■ Stored records:
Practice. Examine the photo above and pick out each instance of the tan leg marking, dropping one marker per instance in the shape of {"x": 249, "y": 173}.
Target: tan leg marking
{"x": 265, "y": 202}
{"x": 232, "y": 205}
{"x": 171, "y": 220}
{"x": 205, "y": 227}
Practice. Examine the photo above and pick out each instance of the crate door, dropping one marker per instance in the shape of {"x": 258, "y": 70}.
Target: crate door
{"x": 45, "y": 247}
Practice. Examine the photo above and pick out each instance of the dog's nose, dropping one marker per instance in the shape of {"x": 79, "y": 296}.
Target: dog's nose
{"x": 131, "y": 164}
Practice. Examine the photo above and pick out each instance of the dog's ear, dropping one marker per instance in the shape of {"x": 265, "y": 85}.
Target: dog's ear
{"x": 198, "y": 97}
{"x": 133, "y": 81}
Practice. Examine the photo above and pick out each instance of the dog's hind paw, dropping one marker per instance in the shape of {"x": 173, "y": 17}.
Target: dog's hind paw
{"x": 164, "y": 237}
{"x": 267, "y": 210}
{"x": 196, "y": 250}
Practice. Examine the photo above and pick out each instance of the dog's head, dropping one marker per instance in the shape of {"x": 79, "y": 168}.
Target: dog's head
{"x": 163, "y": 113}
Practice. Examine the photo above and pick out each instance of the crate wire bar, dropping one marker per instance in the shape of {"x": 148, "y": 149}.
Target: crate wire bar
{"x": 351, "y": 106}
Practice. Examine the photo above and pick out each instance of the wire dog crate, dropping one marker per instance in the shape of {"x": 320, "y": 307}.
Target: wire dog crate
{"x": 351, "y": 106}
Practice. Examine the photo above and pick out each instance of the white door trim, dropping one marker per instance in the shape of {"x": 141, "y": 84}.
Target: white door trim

■ Task to complete: The records above should be restated word for word, please.

■ Exercise result:
Practice. Examine the photo above and pick out each instance of the tan leg marking, dropping one marker per instance in the shape of {"x": 249, "y": 173}.
Target: tan leg marking
{"x": 265, "y": 202}
{"x": 232, "y": 205}
{"x": 171, "y": 220}
{"x": 205, "y": 227}
Practice. Examine the photo above and pick out each instance of the crate door, dropping one marker per instance in the shape of {"x": 258, "y": 70}.
Target: crate door
{"x": 45, "y": 247}
Practice. Examine the photo above and pick out each instance of the dog's nose, dropping one marker per instance in the shape of {"x": 79, "y": 296}.
Target: dog's nose
{"x": 131, "y": 164}
Practice. Examine the photo above and pick out each instance of the dog's ear, dropping one marker per instance in the shape of {"x": 265, "y": 85}.
Target: dog's ear
{"x": 198, "y": 97}
{"x": 133, "y": 81}
Practice. Examine the photo above and pick out each instance of the dog's hind paw, dropping one marker per instance in the shape of {"x": 173, "y": 17}.
Target: dog's hind paw
{"x": 164, "y": 237}
{"x": 267, "y": 210}
{"x": 196, "y": 250}
Practice. Examine the photo above and pick out each instance of the dog's head, dropping one marker per instance in the shape of {"x": 79, "y": 168}.
Target: dog's head
{"x": 163, "y": 113}
Practice. Examine the photo above and pick out each instance of the crate wire bar, dropping one marker per instance in the shape of {"x": 148, "y": 149}.
Target: crate wire bar
{"x": 351, "y": 106}
Practice. Examine the photo above and pick out each instance of the wire dog crate, dropping one marker per instance in the shape of {"x": 320, "y": 307}.
Target: wire dog crate
{"x": 351, "y": 106}
Practice. Examine the photo above and pick out each instance of the white door trim, dropping one marker per instance in the shape of {"x": 141, "y": 84}.
Target: white door trim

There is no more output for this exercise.